→ TEXT EXCERPT:
Tuesday, August 4, 2009

Third and Fourth Minden Flights of 2009

I paid my third visit of the soaring season to Minden, NV and flew on Saturday and Sunday, July 25-26, 2009 with SoaringNV on the final two days of their first annual cross country camp. They conducted the camp in a lead and follow manner. That is, one featured instructor would fly with a student in the lead plane, and up to two solo "students" would follow the lead plane. I say solo "students" because they weren't really students at all, but rather accomplished pilots in their own right.

The featured instructors I flew with were the world renowned Gavin Wills of Glide Omarama, New Zealand; and Devin Bargainnier, the young gliding phenom whom I flew with on my first Minden flight of this season (see first post below). Devin was just back from the World Gliding Championships held in Finland where he participated as a member of the U.S. Junior Team. We flew in the Schempp-Hirth Duo Discus X on both days.

→ DATASET CONTENT:

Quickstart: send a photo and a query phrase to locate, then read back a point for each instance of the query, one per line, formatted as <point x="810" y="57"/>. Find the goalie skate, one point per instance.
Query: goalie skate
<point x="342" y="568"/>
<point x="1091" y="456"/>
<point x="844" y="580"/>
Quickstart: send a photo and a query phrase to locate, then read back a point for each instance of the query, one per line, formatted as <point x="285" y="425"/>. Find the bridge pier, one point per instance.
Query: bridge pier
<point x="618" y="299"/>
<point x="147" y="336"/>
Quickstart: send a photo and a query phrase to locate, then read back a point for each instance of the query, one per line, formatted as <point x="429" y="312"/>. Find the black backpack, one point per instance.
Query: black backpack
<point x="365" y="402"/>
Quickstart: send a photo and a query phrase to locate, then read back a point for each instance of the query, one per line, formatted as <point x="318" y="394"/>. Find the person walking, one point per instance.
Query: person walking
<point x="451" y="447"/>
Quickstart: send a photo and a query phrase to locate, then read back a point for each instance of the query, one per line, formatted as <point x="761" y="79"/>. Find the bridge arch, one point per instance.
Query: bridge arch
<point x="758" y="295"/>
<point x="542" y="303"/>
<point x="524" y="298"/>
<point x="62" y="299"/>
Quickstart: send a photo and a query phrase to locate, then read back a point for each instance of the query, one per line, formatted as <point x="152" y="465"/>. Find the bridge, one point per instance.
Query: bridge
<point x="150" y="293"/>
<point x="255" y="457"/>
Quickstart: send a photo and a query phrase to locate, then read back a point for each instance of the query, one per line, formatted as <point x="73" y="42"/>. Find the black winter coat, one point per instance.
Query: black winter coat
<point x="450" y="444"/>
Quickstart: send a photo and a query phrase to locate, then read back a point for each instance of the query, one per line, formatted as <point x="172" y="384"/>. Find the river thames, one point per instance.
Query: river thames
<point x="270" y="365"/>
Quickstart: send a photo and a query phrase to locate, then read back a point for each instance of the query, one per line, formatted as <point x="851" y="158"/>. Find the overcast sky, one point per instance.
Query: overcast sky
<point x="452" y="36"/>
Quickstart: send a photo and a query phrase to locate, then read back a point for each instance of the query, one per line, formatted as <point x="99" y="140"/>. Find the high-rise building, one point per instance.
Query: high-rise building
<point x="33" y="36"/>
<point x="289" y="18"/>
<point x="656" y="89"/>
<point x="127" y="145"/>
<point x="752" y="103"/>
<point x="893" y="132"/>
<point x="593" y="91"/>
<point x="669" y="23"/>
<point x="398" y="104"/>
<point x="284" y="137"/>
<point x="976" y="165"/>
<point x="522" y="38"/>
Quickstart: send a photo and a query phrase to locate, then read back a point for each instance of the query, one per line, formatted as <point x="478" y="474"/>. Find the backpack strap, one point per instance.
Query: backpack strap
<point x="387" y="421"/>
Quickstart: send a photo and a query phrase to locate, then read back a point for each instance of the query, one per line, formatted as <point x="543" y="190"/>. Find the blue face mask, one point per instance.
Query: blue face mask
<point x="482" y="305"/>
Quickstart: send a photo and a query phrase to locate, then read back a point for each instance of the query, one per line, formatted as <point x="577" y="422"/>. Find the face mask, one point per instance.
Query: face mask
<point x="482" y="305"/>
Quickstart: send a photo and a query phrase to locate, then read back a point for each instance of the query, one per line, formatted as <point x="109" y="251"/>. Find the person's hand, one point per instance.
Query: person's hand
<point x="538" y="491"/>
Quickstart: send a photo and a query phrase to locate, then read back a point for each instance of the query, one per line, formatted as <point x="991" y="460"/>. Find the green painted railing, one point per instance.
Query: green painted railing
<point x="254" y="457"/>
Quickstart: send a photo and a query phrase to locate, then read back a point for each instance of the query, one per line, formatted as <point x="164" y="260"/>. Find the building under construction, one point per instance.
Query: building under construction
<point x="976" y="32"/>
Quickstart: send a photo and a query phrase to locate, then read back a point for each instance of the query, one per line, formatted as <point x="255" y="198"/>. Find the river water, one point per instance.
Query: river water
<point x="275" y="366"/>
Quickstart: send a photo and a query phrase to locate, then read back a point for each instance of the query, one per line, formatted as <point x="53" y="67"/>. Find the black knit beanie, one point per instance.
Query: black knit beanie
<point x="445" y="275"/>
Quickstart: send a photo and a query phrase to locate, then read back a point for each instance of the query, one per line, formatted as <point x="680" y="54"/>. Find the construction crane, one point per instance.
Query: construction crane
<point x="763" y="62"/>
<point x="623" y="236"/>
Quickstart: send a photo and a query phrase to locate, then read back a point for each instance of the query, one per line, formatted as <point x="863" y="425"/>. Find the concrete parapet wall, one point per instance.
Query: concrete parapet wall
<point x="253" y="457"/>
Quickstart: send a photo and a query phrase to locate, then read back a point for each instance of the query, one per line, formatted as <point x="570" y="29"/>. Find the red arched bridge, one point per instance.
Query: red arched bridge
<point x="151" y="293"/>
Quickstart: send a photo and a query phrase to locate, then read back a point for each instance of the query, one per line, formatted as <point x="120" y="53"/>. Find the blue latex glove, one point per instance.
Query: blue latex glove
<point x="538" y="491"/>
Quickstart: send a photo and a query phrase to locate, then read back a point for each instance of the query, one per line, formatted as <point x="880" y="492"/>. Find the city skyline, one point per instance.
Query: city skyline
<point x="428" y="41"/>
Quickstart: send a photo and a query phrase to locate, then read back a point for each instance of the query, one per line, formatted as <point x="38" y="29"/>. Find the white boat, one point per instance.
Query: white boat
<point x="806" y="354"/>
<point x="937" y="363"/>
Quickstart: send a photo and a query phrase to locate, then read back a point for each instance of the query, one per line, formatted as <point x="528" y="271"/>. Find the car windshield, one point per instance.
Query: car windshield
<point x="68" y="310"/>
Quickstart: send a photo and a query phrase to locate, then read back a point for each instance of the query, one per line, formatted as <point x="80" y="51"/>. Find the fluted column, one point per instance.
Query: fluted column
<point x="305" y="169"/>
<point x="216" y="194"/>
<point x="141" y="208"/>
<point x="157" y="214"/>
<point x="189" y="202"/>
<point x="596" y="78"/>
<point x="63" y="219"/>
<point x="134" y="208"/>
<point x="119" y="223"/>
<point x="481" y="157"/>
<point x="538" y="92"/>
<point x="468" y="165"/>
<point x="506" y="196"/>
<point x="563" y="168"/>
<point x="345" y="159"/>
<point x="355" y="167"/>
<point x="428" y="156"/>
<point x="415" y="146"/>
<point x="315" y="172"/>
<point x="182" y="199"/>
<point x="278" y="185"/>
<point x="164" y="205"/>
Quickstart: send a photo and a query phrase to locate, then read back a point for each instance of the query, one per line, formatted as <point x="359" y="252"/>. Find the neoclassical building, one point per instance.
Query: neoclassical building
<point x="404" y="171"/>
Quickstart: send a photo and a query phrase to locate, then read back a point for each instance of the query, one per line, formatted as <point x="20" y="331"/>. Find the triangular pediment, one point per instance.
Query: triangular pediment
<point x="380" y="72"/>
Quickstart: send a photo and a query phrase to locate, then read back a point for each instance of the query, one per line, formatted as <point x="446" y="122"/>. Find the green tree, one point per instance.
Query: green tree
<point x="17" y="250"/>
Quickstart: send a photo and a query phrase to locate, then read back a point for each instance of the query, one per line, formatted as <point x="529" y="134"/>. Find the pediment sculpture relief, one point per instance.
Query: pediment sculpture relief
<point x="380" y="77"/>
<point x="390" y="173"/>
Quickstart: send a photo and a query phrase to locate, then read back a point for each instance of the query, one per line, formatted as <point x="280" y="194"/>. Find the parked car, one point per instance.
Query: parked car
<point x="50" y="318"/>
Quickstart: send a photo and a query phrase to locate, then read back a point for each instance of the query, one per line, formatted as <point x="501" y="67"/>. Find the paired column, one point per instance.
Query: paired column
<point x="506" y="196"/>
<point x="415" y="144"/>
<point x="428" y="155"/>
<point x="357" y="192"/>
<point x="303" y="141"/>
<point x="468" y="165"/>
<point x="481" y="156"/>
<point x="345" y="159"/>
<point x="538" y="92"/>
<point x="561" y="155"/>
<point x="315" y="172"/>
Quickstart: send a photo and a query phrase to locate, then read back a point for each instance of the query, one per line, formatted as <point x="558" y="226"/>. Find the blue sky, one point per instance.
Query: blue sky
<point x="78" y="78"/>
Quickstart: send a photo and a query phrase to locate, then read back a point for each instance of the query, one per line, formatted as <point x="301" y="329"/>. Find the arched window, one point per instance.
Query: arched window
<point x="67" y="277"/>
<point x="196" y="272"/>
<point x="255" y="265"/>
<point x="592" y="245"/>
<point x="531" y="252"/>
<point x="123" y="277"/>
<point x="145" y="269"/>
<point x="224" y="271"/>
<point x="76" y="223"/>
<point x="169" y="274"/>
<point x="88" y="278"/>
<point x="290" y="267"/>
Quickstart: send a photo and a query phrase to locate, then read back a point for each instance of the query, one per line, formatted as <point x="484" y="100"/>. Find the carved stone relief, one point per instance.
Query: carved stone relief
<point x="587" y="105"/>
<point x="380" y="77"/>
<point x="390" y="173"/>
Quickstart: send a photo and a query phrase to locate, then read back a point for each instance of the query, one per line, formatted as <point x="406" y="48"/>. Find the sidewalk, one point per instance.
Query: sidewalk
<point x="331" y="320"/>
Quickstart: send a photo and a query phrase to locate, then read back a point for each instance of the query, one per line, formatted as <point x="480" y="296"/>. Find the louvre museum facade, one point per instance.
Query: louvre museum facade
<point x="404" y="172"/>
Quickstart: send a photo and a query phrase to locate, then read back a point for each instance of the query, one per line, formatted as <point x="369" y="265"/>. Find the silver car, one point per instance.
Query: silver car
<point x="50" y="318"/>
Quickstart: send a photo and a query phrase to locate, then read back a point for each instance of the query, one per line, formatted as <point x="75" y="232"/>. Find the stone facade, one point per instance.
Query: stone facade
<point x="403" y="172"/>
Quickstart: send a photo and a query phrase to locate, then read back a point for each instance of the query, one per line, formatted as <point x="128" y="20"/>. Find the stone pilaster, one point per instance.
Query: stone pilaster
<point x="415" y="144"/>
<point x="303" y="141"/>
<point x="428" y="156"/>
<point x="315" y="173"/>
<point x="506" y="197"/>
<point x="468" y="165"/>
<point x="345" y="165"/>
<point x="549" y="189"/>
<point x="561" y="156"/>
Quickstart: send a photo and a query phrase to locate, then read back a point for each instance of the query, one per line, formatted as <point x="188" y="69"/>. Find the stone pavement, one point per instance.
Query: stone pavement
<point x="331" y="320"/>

→ JOBS:
1) In the post about the Minden flights, which aircraft did the author fly on both days?
2) List every calendar date that the post about the Minden flights mentions, including its posting date.

→ EXPECTED RESPONSES:
1) The Schempp-Hirth Duo Discus X.

2)
- August 4, 2009 (Tuesday)
- July 25, 2009 (Saturday)
- July 26, 2009 (Sunday)